+++ INFORMATION PROVIDED

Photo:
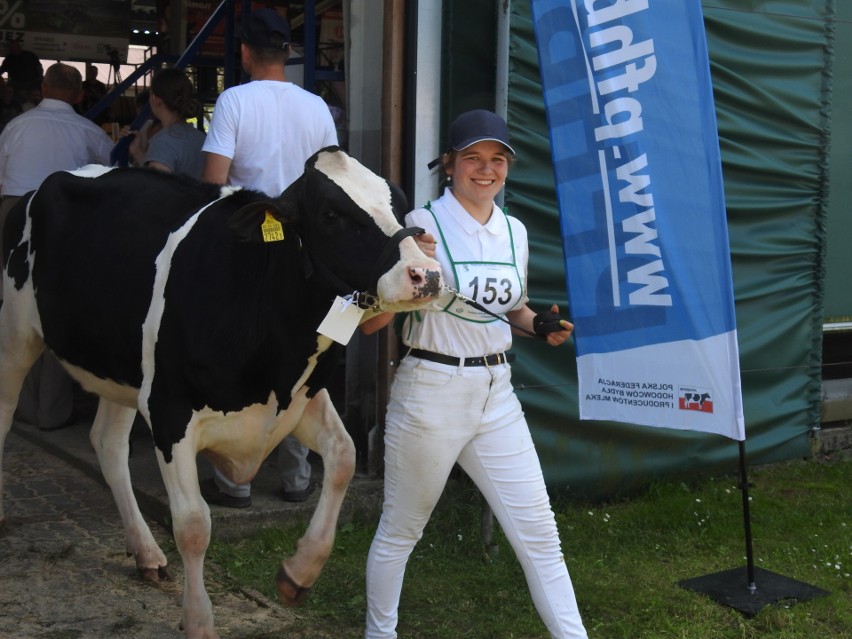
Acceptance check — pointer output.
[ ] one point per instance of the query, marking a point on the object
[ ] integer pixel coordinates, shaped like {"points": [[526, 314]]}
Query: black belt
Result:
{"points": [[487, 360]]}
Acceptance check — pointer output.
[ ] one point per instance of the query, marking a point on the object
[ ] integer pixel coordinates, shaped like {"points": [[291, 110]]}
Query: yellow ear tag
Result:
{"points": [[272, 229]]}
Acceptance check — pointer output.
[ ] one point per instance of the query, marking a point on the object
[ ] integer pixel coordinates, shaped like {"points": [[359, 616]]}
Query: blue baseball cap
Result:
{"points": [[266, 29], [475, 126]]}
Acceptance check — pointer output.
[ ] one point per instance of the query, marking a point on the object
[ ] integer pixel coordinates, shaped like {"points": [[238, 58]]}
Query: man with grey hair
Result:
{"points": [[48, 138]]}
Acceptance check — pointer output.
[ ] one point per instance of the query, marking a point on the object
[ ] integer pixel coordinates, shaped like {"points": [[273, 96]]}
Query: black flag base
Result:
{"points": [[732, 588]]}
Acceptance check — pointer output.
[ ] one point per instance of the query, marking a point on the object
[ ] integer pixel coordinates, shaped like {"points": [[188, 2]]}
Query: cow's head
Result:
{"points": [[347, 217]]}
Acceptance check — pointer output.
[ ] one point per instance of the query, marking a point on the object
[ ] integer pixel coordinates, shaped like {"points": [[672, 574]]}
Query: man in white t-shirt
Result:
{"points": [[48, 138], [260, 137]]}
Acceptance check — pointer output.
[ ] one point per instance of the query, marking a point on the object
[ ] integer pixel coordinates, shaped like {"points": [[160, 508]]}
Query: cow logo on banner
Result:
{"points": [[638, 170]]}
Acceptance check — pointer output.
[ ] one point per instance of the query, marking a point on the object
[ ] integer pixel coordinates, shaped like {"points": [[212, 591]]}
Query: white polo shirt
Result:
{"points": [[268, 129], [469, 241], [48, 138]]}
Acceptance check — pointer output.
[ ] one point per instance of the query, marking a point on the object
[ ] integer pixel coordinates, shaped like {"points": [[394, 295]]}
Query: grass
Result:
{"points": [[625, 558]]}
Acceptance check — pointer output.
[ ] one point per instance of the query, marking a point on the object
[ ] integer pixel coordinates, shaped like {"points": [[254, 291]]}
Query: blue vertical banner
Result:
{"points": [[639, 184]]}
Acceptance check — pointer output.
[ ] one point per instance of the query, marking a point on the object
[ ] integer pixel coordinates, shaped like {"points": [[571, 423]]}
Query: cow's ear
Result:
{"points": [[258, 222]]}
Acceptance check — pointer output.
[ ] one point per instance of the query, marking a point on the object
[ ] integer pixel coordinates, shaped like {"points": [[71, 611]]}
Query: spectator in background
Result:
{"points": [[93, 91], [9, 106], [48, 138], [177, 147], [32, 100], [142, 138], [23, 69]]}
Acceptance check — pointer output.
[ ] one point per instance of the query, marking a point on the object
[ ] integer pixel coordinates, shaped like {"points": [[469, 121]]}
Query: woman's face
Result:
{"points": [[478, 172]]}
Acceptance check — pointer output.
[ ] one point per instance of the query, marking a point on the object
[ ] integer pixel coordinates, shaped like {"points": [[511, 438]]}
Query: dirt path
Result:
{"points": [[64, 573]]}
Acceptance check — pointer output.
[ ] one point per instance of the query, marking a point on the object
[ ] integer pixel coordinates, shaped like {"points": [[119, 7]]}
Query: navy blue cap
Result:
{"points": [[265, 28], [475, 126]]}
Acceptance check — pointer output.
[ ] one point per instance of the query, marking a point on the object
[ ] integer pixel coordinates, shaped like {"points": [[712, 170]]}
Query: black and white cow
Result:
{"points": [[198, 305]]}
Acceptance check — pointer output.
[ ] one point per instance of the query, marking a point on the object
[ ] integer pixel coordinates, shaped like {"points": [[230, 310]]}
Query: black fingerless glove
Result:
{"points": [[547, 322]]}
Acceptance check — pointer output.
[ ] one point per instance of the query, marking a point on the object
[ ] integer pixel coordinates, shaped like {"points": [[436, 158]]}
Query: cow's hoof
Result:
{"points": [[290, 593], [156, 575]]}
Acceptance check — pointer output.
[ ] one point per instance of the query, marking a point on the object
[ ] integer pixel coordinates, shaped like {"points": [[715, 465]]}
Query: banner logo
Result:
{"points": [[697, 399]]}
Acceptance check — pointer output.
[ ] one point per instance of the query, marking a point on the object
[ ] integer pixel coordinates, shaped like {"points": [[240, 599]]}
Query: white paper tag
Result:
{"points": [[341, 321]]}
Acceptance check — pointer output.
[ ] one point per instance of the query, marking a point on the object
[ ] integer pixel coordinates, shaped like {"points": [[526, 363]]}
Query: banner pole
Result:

++++++

**EXERCISE REQUIREMENTS:** Repeat the listing word for word, omitting the pictures.

**ANSWER FOR THIS EXERCISE:**
Photo:
Acceptance check — pointer output.
[ ] one point per instance of the query, marking a point on the object
[ ] integer pixel coordinates, shaped like {"points": [[526, 314]]}
Query: black belt
Result:
{"points": [[487, 360]]}
Acceptance check — pointer output.
[ ] one point per instance of the query, marking a point on the object
[ ] integer pixel coordinates, shaped like {"points": [[291, 110]]}
Query: yellow ear tag
Result:
{"points": [[272, 229]]}
Acceptance check — pointer output.
[ ] one point per instance of the query, marking a point on the object
[ ] integer pixel coordinates, shaped like {"points": [[359, 616]]}
Query: blue baseball cap
Result:
{"points": [[266, 29], [475, 126]]}
Acceptance check — pointer output.
[ ] one point per instance of the query, marking a point on the object
[ ] integer pixel coordinates, shaped like {"points": [[238, 58]]}
Query: man with grey hair
Result:
{"points": [[48, 138]]}
Acceptance check — pointer output.
[ ] one point per instance of the query, marking a point on the object
[ ] integer pixel coordinates, shaped like {"points": [[273, 96]]}
Query: black flag base
Result:
{"points": [[732, 588]]}
Acceptance check — pointer output.
[ ] one point per instance of the query, marking a point on the object
[ ] integer pixel coordinates, shaped like {"points": [[188, 2]]}
Query: cow's head
Result:
{"points": [[347, 217]]}
Acceptance check — pointer output.
[ ] one point per instance of the query, marking a point on the object
[ ] integer pixel coordinates, shaped like {"points": [[672, 574]]}
Query: man in white t-shirt
Result:
{"points": [[48, 138], [260, 137]]}
Acceptance check — pointer output.
[ ] one point per instance of the query, marking a point on the object
[ ] integer pixel coordinates, shaped like {"points": [[160, 508]]}
Query: cow logo on banner
Result:
{"points": [[638, 170]]}
Acceptance check — pointer output.
[ ] one point per instance of the query, marking a point on the object
[ ] integer pixel coordinates, shaped like {"points": [[212, 591]]}
Query: white polo shirt
Result:
{"points": [[268, 129], [469, 241], [48, 138]]}
Acceptance check — pointer output.
[ ] one point per instance of the query, marking a point on the object
[ ] integer pixel coordinates, shaped like {"points": [[394, 295]]}
Query: grass
Result:
{"points": [[625, 558]]}
Acceptance check — pointer output.
[ ] one point per instance of the query, marking a point on the object
[ ] integer pixel coordinates, shaped like {"points": [[254, 291]]}
Query: blue vertical banner
Result:
{"points": [[639, 184]]}
Acceptance check — pointer output.
[ ] one point per instance of the query, marking a point on the object
[ ] integer pixel coordinates, shaped like {"points": [[571, 423]]}
Query: cow's ear
Result:
{"points": [[258, 222]]}
Acceptance check — pointer output.
[ ] one point per instance of the query, marking a point on the object
[ ] integer pixel coordinates, shaped like {"points": [[71, 611]]}
Query: spectator in background
Result:
{"points": [[93, 91], [9, 106], [48, 138], [177, 147], [32, 100], [142, 138], [23, 69]]}
Acceptance check — pointer output.
[ ] one point per instance of the query, marking a point on the object
[ ] integer pixel coordinates, shaped like {"points": [[469, 121]]}
Query: woman's face
Result:
{"points": [[478, 172]]}
Acceptance check — pointer output.
[ ] one point per instance of the query, marking a point on the object
[ ] integer pixel coordinates, shaped like {"points": [[511, 438]]}
Query: dirt path
Result:
{"points": [[64, 573]]}
Acceptance check — pointer output.
[ ] one point per instance of the query, marking a point on the object
[ ] integer pixel coordinates, shaped like {"points": [[119, 7]]}
Query: navy blue cap
Result:
{"points": [[265, 28], [475, 126]]}
Acceptance check — pointer output.
[ ] one point per instance of the query, marking a point on the object
[ ] integer pixel coordinates, shaped like {"points": [[712, 170]]}
Query: black and white cow
Result:
{"points": [[198, 305]]}
Acceptance check — pointer output.
[ ] one point per instance of the query, marking a point on the object
[ ] integer pixel coordinates, shaped like {"points": [[230, 310]]}
Query: black fingerless glove
Result:
{"points": [[547, 322]]}
Acceptance check — pointer output.
[ ] one point per instance of the query, marking a point on the object
[ ] integer pixel coordinates, shaped like {"points": [[436, 158]]}
Query: cow's hoof
Result:
{"points": [[290, 593], [156, 575]]}
Acceptance check — pointer output.
[ ] one point per instance of the query, marking a point on the object
[ ] integer pixel coordinates, shaped like {"points": [[715, 465]]}
Query: banner logo
Result:
{"points": [[697, 399]]}
Acceptance check — pointer output.
[ ] one point per instance of the query, marking a point on the object
[ ] integer pixel coordinates, shaped like {"points": [[240, 599]]}
Query: white paper tag
Result:
{"points": [[341, 321]]}
Acceptance check — pointer output.
[ ] one point per instance of the query, marking a point on the object
[ ] integer pixel coordinates, shaped like {"points": [[526, 363]]}
Query: banner pole
Result:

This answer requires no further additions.